## [Written instruction 1]
According to the passage about evenings at St. Michaels, where did some of Michener's trips take him?

The three of us ate dinner in the kitchen, not much there to linger over but we passed the time pleasantly enough. Michener and I never spoke about work in Mari's company beyond scheduling issues, when he had to leave St. Michaels to fulfill other obligations. Some trips were to Cape Canaveral for he was already thinking of his next venture, which would be into space.
On days when Jim and Mari were both away, I was given the keys to a storage room and a freezer stuffed with frozen fish sticks and other provender. Mari kept the larder locked against long-fingered workers suspected of raiding her supplies. I was encouraged to take as much food as I wanted. Knowing how carefully my hostess portioned out her dishes, I gave myself the same sparse rations. Besides, if I got desperate, I could drive to a greasy spoon in St. Michaels. In 1979, the place was still a working watermen's town with a few upscale spots like Longfellows, not today's bivouac of boutiques and bistros where Washington warhorses make camp.
Alone in my quarters that November night, I returned to The Englishmen.
I heard a distant honking, as a flight of geese passed over Broad Creek and drove forward beneath the stars. The sound quickly faded far into the night. I waited expectantly for the coming and going of another flock of birds but there was only silence.

## [Recorded information]
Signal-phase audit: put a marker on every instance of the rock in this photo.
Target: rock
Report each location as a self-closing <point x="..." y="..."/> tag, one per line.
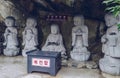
<point x="81" y="65"/>
<point x="91" y="65"/>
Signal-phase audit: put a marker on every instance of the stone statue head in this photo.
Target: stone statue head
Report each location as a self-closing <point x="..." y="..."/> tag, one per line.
<point x="54" y="29"/>
<point x="31" y="22"/>
<point x="10" y="21"/>
<point x="78" y="20"/>
<point x="111" y="20"/>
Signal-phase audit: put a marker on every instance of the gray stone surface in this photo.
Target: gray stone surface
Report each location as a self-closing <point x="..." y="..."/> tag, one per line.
<point x="79" y="40"/>
<point x="16" y="67"/>
<point x="110" y="63"/>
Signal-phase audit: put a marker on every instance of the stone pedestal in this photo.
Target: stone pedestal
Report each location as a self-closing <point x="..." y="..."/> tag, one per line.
<point x="111" y="47"/>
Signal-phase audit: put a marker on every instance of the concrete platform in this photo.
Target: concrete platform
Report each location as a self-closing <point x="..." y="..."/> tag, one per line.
<point x="16" y="67"/>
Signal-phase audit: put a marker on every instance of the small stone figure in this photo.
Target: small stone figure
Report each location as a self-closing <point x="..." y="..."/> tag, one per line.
<point x="111" y="47"/>
<point x="10" y="36"/>
<point x="79" y="40"/>
<point x="30" y="40"/>
<point x="54" y="41"/>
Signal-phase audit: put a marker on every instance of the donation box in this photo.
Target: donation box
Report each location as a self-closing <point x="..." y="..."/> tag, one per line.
<point x="43" y="61"/>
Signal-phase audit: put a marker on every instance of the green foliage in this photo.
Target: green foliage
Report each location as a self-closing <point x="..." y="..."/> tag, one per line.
<point x="113" y="6"/>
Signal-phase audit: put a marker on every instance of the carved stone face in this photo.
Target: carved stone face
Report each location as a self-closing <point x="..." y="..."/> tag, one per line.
<point x="9" y="22"/>
<point x="78" y="20"/>
<point x="54" y="29"/>
<point x="110" y="20"/>
<point x="31" y="22"/>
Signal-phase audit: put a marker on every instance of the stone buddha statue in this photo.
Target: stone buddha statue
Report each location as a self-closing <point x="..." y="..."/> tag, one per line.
<point x="111" y="47"/>
<point x="79" y="40"/>
<point x="54" y="41"/>
<point x="10" y="37"/>
<point x="30" y="40"/>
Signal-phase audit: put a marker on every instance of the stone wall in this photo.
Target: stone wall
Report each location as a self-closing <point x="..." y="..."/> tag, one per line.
<point x="96" y="27"/>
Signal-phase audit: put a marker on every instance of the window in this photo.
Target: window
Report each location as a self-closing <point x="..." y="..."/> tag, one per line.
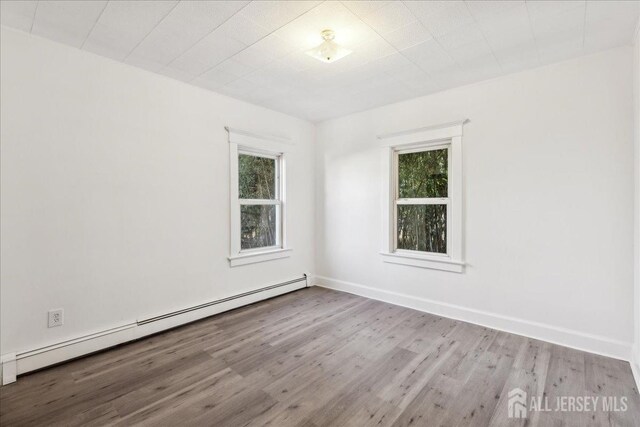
<point x="257" y="200"/>
<point x="421" y="199"/>
<point x="423" y="183"/>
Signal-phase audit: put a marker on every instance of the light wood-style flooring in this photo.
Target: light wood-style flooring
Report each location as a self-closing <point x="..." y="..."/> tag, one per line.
<point x="318" y="357"/>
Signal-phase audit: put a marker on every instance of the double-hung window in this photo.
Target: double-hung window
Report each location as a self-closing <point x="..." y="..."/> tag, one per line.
<point x="423" y="187"/>
<point x="257" y="198"/>
<point x="421" y="200"/>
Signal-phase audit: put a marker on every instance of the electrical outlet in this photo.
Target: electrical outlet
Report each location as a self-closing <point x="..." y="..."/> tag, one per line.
<point x="56" y="317"/>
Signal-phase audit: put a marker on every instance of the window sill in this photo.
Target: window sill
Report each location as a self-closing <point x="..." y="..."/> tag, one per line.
<point x="432" y="262"/>
<point x="254" y="257"/>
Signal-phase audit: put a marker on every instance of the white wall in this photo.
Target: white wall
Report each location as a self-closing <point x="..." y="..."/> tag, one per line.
<point x="636" y="92"/>
<point x="548" y="164"/>
<point x="115" y="193"/>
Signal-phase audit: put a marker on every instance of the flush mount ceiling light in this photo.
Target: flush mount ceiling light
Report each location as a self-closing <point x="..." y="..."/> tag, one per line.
<point x="328" y="50"/>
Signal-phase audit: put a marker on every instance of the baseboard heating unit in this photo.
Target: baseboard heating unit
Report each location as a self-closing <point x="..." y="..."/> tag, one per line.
<point x="14" y="364"/>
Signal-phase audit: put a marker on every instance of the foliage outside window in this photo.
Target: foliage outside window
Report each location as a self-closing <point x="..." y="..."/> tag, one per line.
<point x="260" y="204"/>
<point x="422" y="199"/>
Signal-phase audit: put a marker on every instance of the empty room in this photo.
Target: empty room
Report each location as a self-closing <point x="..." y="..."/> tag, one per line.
<point x="320" y="213"/>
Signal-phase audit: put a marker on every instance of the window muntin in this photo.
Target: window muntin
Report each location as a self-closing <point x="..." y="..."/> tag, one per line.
<point x="421" y="202"/>
<point x="259" y="196"/>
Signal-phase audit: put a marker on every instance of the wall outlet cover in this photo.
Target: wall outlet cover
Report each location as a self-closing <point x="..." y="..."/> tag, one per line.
<point x="56" y="317"/>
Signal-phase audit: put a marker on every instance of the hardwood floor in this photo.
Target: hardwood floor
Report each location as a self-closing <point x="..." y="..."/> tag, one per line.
<point x="317" y="357"/>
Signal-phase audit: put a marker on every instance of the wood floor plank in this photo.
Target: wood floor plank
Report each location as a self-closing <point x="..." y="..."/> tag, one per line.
<point x="319" y="358"/>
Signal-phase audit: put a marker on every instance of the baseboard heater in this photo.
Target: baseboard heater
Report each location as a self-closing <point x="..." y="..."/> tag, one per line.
<point x="220" y="301"/>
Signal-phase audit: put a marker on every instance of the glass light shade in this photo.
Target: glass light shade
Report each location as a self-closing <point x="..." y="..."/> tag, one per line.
<point x="328" y="50"/>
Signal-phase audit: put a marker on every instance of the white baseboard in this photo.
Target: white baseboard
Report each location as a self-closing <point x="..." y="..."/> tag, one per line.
<point x="635" y="367"/>
<point x="566" y="337"/>
<point x="26" y="361"/>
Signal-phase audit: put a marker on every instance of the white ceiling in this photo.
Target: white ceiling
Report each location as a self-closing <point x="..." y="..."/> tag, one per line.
<point x="254" y="50"/>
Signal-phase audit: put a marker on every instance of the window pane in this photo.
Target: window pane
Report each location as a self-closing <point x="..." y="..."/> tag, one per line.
<point x="422" y="228"/>
<point x="423" y="174"/>
<point x="257" y="177"/>
<point x="257" y="226"/>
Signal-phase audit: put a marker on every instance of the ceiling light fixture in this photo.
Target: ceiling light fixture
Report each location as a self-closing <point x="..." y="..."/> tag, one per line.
<point x="328" y="50"/>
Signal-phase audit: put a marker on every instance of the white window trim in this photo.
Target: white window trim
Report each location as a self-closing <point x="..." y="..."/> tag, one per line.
<point x="267" y="146"/>
<point x="432" y="137"/>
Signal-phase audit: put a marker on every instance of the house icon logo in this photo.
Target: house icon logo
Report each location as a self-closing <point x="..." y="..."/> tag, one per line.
<point x="517" y="403"/>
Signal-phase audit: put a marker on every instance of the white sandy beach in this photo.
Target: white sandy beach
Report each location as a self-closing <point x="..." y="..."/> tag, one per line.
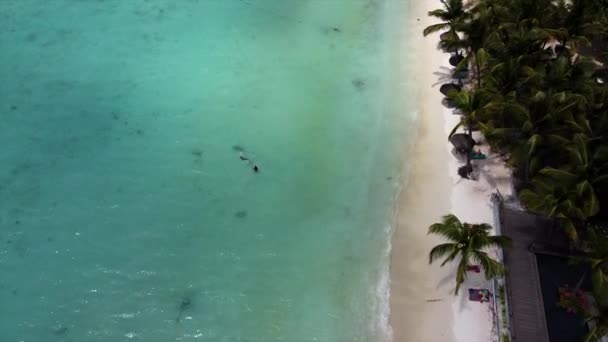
<point x="423" y="305"/>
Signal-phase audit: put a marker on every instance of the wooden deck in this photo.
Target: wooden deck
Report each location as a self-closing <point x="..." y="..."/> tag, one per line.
<point x="527" y="313"/>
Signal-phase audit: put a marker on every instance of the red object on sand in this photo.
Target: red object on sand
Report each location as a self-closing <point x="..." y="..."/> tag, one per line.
<point x="479" y="295"/>
<point x="473" y="268"/>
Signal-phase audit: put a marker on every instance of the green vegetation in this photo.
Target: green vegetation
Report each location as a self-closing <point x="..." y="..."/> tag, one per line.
<point x="468" y="242"/>
<point x="540" y="97"/>
<point x="542" y="107"/>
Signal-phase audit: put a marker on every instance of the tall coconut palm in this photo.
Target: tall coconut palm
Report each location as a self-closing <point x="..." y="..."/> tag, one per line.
<point x="467" y="242"/>
<point x="452" y="11"/>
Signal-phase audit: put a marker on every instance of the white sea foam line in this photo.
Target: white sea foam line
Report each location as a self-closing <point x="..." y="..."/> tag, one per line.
<point x="382" y="292"/>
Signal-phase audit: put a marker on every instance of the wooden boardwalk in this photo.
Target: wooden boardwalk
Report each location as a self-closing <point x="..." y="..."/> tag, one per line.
<point x="527" y="313"/>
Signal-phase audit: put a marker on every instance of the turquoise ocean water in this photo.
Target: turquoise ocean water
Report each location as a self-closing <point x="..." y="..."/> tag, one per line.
<point x="126" y="213"/>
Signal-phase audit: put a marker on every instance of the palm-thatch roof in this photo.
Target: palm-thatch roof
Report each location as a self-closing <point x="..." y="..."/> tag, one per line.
<point x="456" y="59"/>
<point x="462" y="142"/>
<point x="447" y="88"/>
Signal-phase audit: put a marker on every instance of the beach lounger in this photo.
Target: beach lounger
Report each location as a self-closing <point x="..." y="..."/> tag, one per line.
<point x="478" y="156"/>
<point x="479" y="295"/>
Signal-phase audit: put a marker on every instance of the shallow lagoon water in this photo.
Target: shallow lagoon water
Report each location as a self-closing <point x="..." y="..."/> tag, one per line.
<point x="127" y="213"/>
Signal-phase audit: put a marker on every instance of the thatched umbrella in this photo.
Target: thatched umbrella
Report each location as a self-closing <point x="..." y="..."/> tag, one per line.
<point x="460" y="74"/>
<point x="462" y="142"/>
<point x="456" y="59"/>
<point x="447" y="88"/>
<point x="448" y="36"/>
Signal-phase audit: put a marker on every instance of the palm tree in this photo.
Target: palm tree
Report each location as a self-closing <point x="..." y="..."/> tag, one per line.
<point x="452" y="11"/>
<point x="468" y="242"/>
<point x="569" y="192"/>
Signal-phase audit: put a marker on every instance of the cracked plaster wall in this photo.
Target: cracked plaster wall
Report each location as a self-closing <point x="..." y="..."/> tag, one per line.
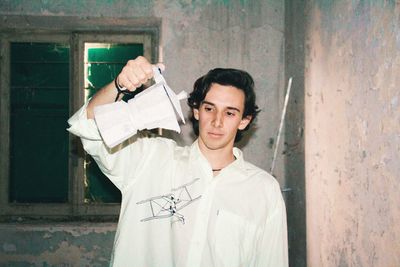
<point x="195" y="36"/>
<point x="352" y="117"/>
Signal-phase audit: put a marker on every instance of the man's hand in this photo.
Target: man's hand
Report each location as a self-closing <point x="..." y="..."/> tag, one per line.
<point x="133" y="75"/>
<point x="136" y="72"/>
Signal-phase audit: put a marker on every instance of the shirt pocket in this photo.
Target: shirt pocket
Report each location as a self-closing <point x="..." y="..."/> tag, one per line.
<point x="235" y="240"/>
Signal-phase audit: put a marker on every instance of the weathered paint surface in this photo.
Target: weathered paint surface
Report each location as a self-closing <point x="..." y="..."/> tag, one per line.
<point x="77" y="244"/>
<point x="195" y="36"/>
<point x="353" y="133"/>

## [Written instruction 2]
Gather every row above that contains the string "flooring", matching case exactly.

## [Worked answer 1]
Some of his trips were to Cape Canaveral.

## [Worked answer 2]
Signal-phase audit: put a marker on every instance of the light wood-style flooring in this photo.
Target: light wood-style flooring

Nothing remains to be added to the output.